TAREFA ESCRITA 1: Reproduza fielmente as linhas da listagem que vão da linha que contém "Which region of the photo contains the cabinet" até a linha que contém "(353, 136), (376, 209)", inclusive.

TRECHO DO DOCUMENTO:
----

Historiador americano diz que surgiu no país corrente que não valoriza conquistas
Daniel Buarque, da Folha de S. Paulo
LONDRES – A democracia brasileira vive um momento paradoxal às vésperas de uma das eleições presidenciais mais cheias de incertezas, segundo o historiador americano Bryan McCann, professor da Universidade Georgetown.
Ao mesmo tempo em que há espaço para celebrar as conquistas de três décadas desde o fim da ditadura, o país também vive a angústia de ver o crescimento de um movimento que ameaça o pluralismo democrático do país, afirma McCann.
“Surgiu um setor da população brasileira que não respeita essa democracia plural, que não valoriza as conquistas dos últimos 30 anos e pensa apenas na crise mais recente”, disse.
Para o professor, a candidatura de Jair Bolsonaro (PSL) é fruto desse pensamento, pois trata-se de “alguém que concorre em uma eleição democrática, mas com saudade da ditadura”, disse.

----

LISTAGEM DO EXERCÍCIO:
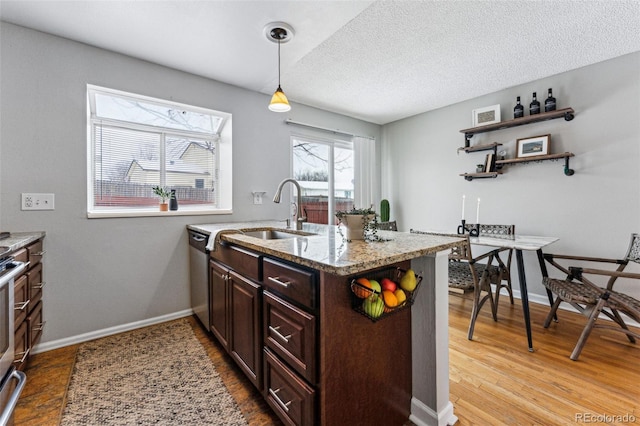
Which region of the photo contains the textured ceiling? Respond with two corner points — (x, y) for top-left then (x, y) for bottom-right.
(0, 0), (640, 124)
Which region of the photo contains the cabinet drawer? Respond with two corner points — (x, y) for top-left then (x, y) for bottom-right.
(27, 301), (44, 347)
(211, 244), (262, 281)
(263, 291), (317, 384)
(26, 263), (44, 306)
(262, 258), (318, 309)
(11, 249), (29, 263)
(27, 240), (44, 265)
(264, 348), (316, 425)
(13, 275), (30, 329)
(13, 321), (31, 371)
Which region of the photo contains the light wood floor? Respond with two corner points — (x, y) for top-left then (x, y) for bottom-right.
(16, 296), (640, 426)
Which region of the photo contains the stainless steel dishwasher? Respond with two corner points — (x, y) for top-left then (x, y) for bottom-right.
(189, 230), (211, 331)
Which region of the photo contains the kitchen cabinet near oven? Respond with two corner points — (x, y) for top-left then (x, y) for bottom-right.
(11, 239), (45, 371)
(209, 241), (262, 390)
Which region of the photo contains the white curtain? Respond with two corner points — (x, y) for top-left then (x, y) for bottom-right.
(353, 136), (376, 209)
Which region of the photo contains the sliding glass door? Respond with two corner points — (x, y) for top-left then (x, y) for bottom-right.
(291, 136), (355, 224)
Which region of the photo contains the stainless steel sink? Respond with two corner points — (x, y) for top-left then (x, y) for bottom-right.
(243, 229), (314, 240)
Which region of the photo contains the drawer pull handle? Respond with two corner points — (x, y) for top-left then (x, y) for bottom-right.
(14, 300), (31, 311)
(268, 277), (291, 288)
(31, 281), (46, 290)
(269, 388), (291, 413)
(13, 349), (31, 364)
(31, 321), (47, 331)
(269, 325), (291, 343)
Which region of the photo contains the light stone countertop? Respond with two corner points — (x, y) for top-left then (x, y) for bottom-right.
(187, 221), (461, 276)
(0, 231), (45, 253)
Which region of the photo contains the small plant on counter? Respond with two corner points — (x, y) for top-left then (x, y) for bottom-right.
(336, 207), (387, 241)
(151, 186), (174, 211)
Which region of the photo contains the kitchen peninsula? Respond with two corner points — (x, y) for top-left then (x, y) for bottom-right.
(188, 221), (460, 425)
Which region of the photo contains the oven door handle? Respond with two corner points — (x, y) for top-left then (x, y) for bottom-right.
(0, 369), (27, 425)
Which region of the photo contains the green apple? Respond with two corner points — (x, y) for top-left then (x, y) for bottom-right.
(369, 280), (382, 294)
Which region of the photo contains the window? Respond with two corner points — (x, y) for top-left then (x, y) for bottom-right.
(87, 86), (232, 217)
(292, 136), (355, 224)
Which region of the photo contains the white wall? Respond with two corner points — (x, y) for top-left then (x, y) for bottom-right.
(382, 53), (640, 301)
(0, 22), (381, 343)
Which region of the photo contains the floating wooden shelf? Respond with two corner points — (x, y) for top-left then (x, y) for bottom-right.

----

TAREFA ESCRITA 2: Cite literalmente o trecho da reportagem sobre a democracia brasileira que vai de "Historiador americano diz" até "da Universidade Georgetown.", inclusive.

RESPOSTA CORRETA 1:
Which region of the photo contains the cabinet drawer? Respond with two corner points — (x, y) for top-left then (x, y) for bottom-right.
(27, 301), (44, 347)
(211, 244), (262, 281)
(263, 291), (317, 384)
(26, 263), (44, 306)
(262, 258), (318, 309)
(11, 249), (29, 263)
(27, 240), (44, 265)
(264, 348), (316, 425)
(13, 275), (30, 329)
(13, 321), (31, 371)
Which region of the photo contains the light wood floor? Respond with two corner points — (x, y) for top-left then (x, y) for bottom-right.
(16, 296), (640, 426)
Which region of the photo contains the stainless steel dishwasher? Respond with two corner points — (x, y) for top-left then (x, y) for bottom-right.
(189, 230), (211, 331)
Which region of the photo contains the kitchen cabinet near oven? Respond with two corner points — (x, y) for top-left then (x, y) for bottom-right.
(11, 239), (45, 371)
(209, 241), (262, 390)
Which region of the photo contains the white curtain? Respond with two corner points — (x, y) for top-left then (x, y) for bottom-right.
(353, 136), (376, 209)

RESPOSTA CORRETA 2:
Historiador americano diz que surgiu no país corrente que não valoriza conquistas
Daniel Buarque, da Folha de S. Paulo
LONDRES – A democracia brasileira vive um momento paradoxal às vésperas de uma das eleições presidenciais mais cheias de incertezas, segundo o historiador americano Bryan McCann, professor da Universidade Georgetown.